## Instructions for the task:
Reproduce the full article about the Peruvian immigrant's release from USICE detention word for word, keeping every line.

## Provided text:
++++++++

Monday, January 5, 2009

Peruvian Immigrant Released From USICE Detention

52-year-old immigrant had challenged deportation and was held in custody for 4 1/2 years

By H. Nelson Goodson
El Conquistador Newspaper
3206 W. National Ave.
Milwaukee, Wisconsin 53215
414-383-1000
conquistador@bizwi.rr.com
January 3, 2009

Kearney, New Jersey- Moises R. Mory Lamas, 52, a native from Peru had been held in custody for 4 1/2 years by the United States Immigration and Customs Enforcement (USICE) and Immigration
and Naturalization Services (INS) since May 7, 2004 was granted a release without any explanation on Friday January 2. Mory Lamas walked out a free man from the Hudson County Correctional Center in Kearney at about 8:30 p.m. while other undocumented immigrants cheered his release and departure from the facility. Mory Lamas had first received word about his letter for release at about 5:00 p.m. on Friday while he was working to prepare legal documents for another undocumented detainee at the correctional center.
Mory Lamas after his release visited with family and close friends at a relative’s residence. On Saturday at about 2:50 a.m. New Jersey time, Mory Lamas spoke to El Conquistador Newspaper and expressed great gratitude for their news coverage concerning his USICE detention and his plight challenging deportation. He also thanked everyone who in one way or other helped to get him released.
Mory Lamas is scheduled to meet with immigration officials on Tuesday. His plight began when USICE seeking to deport Mory Lamas for his 1986 misdemeanor conviction. In June of that year, Mory Lamas was charged with “possession” of a controlled substance. The complaint stated Mory Lamas was riding along with an acquaintance who was carrying 3.5 grams of cocaine on him. The acquaintance confessed to police that the drugs belonged to him and that Mory Lamas knew nothing about them. Mory was later convicted when he pleaded guilty to the charges and was sentenced to 364 days in jail. Mory Lamas later contended his attorney had advised him to plead guilty to a misdemeanor charge in order to avoid a lengthy and costly court process, even though Mory Lamas maintained he was innocent. His attorney or the judge in the state case never informed Mory Lamas that the charges could later have consequences with his immigration status. Mory Lamas is now trying to vacate the state misdemeanor drug possession charge.

++++++++

## Stored data:
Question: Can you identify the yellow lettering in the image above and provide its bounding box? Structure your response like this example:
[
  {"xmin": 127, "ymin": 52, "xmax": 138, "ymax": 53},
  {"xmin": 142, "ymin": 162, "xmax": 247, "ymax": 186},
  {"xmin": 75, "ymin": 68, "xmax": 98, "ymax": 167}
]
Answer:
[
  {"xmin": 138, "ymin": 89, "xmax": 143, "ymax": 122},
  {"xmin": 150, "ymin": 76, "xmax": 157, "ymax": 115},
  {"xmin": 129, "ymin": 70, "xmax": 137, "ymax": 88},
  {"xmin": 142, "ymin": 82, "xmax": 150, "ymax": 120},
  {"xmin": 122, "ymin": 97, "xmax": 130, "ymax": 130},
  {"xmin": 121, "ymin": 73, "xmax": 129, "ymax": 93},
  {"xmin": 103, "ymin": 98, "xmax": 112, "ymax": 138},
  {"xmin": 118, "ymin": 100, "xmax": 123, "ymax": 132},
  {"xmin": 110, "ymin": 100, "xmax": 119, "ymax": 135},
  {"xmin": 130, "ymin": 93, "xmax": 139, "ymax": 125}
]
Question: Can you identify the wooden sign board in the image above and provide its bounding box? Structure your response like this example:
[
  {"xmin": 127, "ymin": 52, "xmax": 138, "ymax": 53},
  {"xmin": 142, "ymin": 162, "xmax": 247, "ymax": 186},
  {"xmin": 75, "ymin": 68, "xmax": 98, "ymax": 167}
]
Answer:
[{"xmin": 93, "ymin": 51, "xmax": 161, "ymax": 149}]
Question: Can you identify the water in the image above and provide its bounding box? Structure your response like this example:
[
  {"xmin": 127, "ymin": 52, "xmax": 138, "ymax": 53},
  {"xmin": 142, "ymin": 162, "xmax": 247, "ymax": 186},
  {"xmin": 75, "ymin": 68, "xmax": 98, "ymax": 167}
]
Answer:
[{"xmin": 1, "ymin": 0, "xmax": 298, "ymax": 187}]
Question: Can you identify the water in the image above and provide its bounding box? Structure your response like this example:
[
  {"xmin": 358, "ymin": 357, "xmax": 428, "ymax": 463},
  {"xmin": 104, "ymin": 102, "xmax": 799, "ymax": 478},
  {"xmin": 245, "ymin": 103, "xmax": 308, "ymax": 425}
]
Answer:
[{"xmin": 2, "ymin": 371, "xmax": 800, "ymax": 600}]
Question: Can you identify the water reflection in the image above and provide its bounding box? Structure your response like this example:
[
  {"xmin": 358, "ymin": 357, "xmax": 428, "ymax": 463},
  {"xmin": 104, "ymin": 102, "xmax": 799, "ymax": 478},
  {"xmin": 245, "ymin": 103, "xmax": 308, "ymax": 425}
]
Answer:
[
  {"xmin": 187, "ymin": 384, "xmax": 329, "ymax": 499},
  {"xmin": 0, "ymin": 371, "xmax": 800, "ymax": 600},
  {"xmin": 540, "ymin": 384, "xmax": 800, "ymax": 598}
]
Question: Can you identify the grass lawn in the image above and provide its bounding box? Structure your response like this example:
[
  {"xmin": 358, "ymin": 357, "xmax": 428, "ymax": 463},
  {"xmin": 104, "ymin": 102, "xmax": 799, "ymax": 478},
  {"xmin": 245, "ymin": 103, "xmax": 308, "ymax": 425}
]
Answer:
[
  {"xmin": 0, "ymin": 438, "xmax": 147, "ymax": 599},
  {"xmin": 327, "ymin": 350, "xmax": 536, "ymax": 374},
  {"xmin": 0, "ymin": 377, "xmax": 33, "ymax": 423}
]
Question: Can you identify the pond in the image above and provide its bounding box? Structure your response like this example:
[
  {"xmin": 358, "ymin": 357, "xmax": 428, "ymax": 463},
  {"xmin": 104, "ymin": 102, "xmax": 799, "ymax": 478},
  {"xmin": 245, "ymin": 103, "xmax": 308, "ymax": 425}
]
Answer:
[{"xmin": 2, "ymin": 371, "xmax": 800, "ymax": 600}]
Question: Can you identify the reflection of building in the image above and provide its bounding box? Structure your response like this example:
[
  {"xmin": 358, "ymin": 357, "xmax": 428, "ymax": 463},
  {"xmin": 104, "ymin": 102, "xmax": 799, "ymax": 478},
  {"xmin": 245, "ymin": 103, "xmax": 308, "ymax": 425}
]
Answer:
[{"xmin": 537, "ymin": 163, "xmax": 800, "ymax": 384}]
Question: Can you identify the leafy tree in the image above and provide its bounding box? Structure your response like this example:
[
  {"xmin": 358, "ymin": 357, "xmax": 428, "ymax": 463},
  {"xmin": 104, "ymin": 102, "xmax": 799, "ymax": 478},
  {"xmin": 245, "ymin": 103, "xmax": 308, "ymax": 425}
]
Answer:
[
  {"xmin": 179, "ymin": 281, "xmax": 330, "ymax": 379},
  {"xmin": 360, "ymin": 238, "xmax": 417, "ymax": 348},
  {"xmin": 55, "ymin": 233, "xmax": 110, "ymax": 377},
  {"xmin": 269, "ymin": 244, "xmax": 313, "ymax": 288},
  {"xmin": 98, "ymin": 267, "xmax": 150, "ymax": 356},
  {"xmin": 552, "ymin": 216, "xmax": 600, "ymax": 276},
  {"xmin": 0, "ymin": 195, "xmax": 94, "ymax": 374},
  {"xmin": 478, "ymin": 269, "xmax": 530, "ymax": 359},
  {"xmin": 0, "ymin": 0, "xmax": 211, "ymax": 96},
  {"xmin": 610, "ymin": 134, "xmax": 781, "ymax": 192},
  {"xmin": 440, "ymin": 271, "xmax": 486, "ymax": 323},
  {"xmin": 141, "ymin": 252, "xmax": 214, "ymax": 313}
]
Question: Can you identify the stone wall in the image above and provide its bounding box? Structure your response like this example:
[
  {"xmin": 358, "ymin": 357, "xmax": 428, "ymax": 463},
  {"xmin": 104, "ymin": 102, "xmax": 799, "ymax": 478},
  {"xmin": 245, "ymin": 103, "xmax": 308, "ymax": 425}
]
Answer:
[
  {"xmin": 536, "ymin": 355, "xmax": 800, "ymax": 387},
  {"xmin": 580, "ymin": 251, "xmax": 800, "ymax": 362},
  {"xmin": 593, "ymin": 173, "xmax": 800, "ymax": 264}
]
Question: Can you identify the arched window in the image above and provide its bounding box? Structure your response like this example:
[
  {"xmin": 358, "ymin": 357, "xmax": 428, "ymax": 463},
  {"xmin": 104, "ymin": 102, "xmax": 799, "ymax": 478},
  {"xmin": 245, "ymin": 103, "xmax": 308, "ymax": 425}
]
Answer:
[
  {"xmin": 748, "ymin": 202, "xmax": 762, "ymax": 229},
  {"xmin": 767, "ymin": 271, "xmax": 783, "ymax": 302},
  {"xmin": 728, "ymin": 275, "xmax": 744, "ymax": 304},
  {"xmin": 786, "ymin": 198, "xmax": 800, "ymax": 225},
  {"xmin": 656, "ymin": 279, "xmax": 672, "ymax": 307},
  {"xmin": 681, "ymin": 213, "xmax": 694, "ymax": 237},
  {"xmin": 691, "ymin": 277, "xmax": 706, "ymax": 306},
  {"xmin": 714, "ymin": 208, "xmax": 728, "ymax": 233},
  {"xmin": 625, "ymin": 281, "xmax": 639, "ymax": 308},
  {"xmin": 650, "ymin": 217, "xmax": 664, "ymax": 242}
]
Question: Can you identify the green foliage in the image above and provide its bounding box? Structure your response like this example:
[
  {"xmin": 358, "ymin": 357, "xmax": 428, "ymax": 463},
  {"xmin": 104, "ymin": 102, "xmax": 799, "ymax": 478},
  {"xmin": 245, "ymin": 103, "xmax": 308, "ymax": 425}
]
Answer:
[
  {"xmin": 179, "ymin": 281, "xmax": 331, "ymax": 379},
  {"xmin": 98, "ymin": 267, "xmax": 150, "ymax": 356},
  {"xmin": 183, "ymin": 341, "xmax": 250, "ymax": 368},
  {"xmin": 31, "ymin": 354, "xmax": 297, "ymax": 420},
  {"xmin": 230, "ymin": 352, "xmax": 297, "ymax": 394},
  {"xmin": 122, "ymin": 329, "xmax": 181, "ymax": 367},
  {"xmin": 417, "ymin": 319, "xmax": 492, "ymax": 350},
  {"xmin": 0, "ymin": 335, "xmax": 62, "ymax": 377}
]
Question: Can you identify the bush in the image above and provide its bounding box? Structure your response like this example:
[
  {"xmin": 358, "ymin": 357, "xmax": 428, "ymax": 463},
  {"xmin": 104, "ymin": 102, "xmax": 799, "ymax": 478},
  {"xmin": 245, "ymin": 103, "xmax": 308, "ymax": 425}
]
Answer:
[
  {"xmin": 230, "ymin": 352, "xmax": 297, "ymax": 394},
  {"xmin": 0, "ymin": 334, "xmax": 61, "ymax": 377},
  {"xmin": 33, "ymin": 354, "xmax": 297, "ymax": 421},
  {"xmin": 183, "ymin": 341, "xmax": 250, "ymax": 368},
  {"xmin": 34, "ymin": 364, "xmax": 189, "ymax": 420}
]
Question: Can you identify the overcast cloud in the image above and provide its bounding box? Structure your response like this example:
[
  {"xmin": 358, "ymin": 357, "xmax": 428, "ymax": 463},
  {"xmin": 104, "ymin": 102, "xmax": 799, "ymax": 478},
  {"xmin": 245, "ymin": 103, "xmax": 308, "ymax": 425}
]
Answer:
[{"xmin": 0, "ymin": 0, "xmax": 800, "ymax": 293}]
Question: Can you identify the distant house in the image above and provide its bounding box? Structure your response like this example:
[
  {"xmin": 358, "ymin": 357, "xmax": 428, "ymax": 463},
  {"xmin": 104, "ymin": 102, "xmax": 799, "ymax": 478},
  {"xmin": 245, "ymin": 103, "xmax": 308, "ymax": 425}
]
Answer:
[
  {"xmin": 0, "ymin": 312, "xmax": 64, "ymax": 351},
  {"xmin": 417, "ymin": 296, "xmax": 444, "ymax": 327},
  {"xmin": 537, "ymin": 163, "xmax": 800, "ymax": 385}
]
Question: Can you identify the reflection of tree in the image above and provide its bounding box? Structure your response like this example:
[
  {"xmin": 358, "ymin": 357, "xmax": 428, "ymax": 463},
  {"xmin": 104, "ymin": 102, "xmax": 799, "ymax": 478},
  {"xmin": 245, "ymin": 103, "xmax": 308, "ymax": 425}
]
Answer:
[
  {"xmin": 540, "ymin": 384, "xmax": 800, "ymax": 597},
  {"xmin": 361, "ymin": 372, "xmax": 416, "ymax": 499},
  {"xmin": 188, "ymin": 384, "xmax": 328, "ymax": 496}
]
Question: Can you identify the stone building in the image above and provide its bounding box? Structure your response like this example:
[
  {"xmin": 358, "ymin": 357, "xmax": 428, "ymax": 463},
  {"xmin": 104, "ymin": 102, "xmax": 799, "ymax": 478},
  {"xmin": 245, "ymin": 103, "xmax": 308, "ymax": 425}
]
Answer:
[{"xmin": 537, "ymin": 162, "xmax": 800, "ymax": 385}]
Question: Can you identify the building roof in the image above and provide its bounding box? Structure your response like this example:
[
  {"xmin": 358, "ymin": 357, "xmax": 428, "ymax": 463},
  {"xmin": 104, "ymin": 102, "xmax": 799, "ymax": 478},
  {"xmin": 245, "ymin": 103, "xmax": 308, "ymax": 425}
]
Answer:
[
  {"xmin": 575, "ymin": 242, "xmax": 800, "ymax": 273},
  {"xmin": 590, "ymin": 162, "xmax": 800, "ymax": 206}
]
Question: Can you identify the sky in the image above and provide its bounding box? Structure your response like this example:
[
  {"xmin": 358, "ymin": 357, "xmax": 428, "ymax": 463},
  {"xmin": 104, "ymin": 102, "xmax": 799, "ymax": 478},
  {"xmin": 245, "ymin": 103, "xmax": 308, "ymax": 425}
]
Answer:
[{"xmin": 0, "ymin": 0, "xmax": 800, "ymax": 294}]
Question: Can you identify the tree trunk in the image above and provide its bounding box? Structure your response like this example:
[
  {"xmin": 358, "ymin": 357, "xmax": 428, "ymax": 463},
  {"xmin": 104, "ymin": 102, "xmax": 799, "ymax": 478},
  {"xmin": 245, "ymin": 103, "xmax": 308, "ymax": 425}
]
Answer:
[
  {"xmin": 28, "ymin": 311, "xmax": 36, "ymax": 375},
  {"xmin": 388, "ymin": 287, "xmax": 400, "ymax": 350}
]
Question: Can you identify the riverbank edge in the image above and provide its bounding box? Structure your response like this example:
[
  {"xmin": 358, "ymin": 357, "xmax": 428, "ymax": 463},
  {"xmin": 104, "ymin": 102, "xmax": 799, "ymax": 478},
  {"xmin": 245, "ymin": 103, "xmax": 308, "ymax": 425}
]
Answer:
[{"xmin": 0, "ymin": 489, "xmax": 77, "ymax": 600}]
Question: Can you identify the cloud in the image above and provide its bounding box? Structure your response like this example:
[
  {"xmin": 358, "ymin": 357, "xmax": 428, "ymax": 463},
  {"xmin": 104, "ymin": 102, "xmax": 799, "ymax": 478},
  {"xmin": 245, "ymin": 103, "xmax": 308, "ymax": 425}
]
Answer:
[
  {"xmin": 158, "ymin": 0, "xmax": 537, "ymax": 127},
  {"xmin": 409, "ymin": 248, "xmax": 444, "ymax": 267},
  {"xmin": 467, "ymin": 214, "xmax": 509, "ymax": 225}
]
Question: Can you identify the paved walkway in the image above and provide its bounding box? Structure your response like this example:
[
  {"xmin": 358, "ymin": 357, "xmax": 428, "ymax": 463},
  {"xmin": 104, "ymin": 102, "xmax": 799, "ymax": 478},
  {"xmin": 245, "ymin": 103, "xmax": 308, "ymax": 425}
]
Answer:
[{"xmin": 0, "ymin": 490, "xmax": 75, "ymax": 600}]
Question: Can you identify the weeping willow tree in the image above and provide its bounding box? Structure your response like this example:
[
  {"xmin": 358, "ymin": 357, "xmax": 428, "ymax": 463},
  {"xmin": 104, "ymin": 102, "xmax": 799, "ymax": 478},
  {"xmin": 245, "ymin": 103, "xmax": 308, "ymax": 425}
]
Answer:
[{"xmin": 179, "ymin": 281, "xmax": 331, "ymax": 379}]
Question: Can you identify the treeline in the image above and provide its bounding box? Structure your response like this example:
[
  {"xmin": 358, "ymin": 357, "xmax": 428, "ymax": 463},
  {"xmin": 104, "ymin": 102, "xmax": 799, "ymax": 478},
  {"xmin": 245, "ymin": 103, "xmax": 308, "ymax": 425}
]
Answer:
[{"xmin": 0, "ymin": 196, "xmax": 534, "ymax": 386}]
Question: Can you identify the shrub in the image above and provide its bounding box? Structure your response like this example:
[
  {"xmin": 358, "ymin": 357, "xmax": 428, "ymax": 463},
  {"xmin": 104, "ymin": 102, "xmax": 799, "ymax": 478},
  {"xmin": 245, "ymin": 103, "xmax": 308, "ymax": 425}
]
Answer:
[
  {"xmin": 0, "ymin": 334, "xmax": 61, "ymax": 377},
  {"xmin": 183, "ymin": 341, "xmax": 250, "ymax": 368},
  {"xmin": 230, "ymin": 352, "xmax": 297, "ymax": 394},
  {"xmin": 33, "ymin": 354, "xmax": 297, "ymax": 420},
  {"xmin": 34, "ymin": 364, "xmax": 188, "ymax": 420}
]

++++++++

## Response:
Monday, January 5, 2009

Peruvian Immigrant Released From USICE Detention

52-year-old immigrant had challenged deportation and was held in custody for 4 1/2 years

By H. Nelson Goodson
El Conquistador Newspaper
3206 W. National Ave.
Milwaukee, Wisconsin 53215
414-383-1000
conquistador@bizwi.rr.com
January 3, 2009

Kearney, New Jersey- Moises R. Mory Lamas, 52, a native from Peru had been held in custody for 4 1/2 years by the United States Immigration and Customs Enforcement (USICE) and Immigration
and Naturalization Services (INS) since May 7, 2004 was granted a release without any explanation on Friday January 2. Mory Lamas walked out a free man from the Hudson County Correctional Center in Kearney at about 8:30 p.m. while other undocumented immigrants cheered his release and departure from the facility. Mory Lamas had first received word about his letter for release at about 5:00 p.m. on Friday while he was working to prepare legal documents for another undocumented detainee at the correctional center.
Mory Lamas after his release visited with family and close friends at a relative’s residence. On Saturday at about 2:50 a.m. New Jersey time, Mory Lamas spoke to El Conquistador Newspaper and expressed great gratitude for their news coverage concerning his USICE detention and his plight challenging deportation. He also thanked everyone who in one way or other helped to get him released.
Mory Lamas is scheduled to meet with immigration officials on Tuesday. His plight began when USICE seeking to deport Mory Lamas for his 1986 misdemeanor conviction. In June of that year, Mory Lamas was charged with “possession” of a controlled substance. The complaint stated Mory Lamas was riding along with an acquaintance who was carrying 3.5 grams of cocaine on him. The acquaintance confessed to police that the drugs belonged to him and that Mory Lamas knew nothing about them. Mory was later convicted when he pleaded guilty to the charges and was sentenced to 364 days in jail. Mory Lamas later contended his attorney had advised him to plead guilty to a misdemeanor charge in order to avoid a lengthy and costly court process, even though Mory Lamas maintained he was innocent. His attorney or the judge in the state case never informed Mory Lamas that the charges could later have consequences with his immigration status. Mory Lamas is now trying to vacate the state misdemeanor drug possession charge.